**Document excerpt**
Studio album by Ornette Coleman
- Released: November 2, 1970
- Recorded: May 22 and October 9, 1959 July 26, 1960 January 31 and March 27, 1961
- Genre: Jazz
- Length: 45:18
- Label: Atlantic 1572
- Producer: Nesuhi Ertegun

Ornette Coleman chronology
| Crisis (1969) | The Art of the Improvisers (1970) | Twins (1971) |

= The Art of the Improvisers =

The Art of the Improvisers is an album credited to jazz composer and saxophonist Ornette Coleman, released by Atlantic Records in 1970. The album was assembled without Coleman's input, comprising outtakes from recording sessions of 1959 to 1961 for The Shape of Jazz to Come, Change of the Century, This Is Our Music, Ornette!, and Ornette on Tenor. Recording sessions in 1959 took place at Radio Recorders in Hollywood, California; those in 1960 and 1961 at Atlantic Studios in New York City.

**Excerpt from a dataset**
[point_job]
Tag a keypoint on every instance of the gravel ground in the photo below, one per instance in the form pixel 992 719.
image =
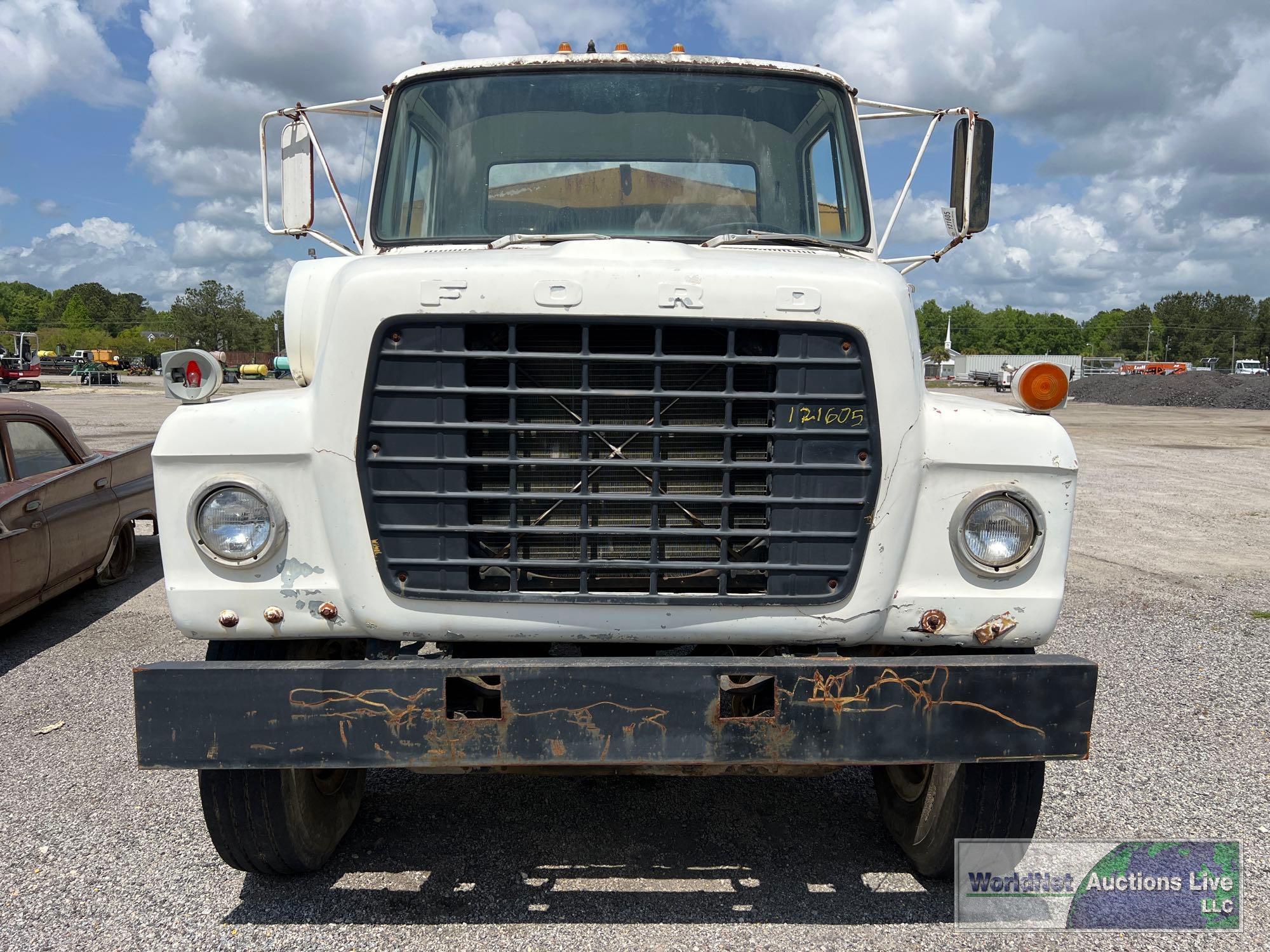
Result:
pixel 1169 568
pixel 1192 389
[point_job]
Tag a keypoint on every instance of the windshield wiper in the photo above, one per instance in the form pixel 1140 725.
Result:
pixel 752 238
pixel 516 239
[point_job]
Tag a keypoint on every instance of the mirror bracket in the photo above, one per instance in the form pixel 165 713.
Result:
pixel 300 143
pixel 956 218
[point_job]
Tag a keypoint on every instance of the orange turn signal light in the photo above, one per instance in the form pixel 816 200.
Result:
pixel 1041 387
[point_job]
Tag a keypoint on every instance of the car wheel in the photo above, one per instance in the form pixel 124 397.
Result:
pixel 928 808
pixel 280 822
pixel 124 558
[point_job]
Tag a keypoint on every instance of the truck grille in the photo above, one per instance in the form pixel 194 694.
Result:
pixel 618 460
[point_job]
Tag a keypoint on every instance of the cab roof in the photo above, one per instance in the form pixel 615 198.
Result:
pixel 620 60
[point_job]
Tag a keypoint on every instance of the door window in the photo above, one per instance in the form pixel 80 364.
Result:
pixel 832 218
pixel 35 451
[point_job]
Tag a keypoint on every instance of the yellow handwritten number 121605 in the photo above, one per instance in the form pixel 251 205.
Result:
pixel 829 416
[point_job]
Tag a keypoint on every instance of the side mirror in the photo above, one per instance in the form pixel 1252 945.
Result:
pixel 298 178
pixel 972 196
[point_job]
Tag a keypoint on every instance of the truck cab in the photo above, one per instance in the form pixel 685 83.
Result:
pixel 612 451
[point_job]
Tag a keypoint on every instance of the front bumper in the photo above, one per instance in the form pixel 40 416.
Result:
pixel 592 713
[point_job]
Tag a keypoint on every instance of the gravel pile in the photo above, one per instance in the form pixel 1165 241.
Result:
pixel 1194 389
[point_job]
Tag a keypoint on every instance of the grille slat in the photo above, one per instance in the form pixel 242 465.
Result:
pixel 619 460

**Task list**
(a) According to the album article, where were the 1959 recording sessions held?
(b) Copy word for word the stretch from the start of the records through the line containing "pixel 35 451", leaving out the pictures.

**Worked answers**
(a) At Radio Recorders in Hollywood, California.

(b)
[point_job]
Tag a keypoint on every instance of the gravel ground in the photo below, one per instance in the form pixel 992 719.
image =
Result:
pixel 1169 568
pixel 1192 389
[point_job]
Tag a keypoint on every instance of the windshield wiper in the photo above, one per instance in the form pixel 1140 725.
Result:
pixel 752 238
pixel 516 239
[point_job]
Tag a keypoint on every instance of the mirror bracket in the photo above, one per instance in the form pixel 165 713.
Result:
pixel 300 143
pixel 956 218
[point_job]
Tag a keypoint on every instance of the orange turn signal light in the photo above, one per instance in the form pixel 816 200.
Result:
pixel 1041 387
[point_job]
Tag a keypoint on every instance of the car wheel in the photo above, one per instance in the form pixel 124 397.
Result:
pixel 928 808
pixel 280 822
pixel 124 558
[point_job]
Tag a keypoint on every instance of the truck grille in the photo above, one per instance in the form pixel 194 694.
Result:
pixel 618 460
[point_job]
Tag a keypoint on every instance of the cab roof in the photo above, one per instance in the form pixel 615 198.
Result:
pixel 620 60
[point_job]
Tag a keypoint on every instance of the door window in the photo above, one per instance in the form pixel 80 364.
Result:
pixel 832 218
pixel 35 451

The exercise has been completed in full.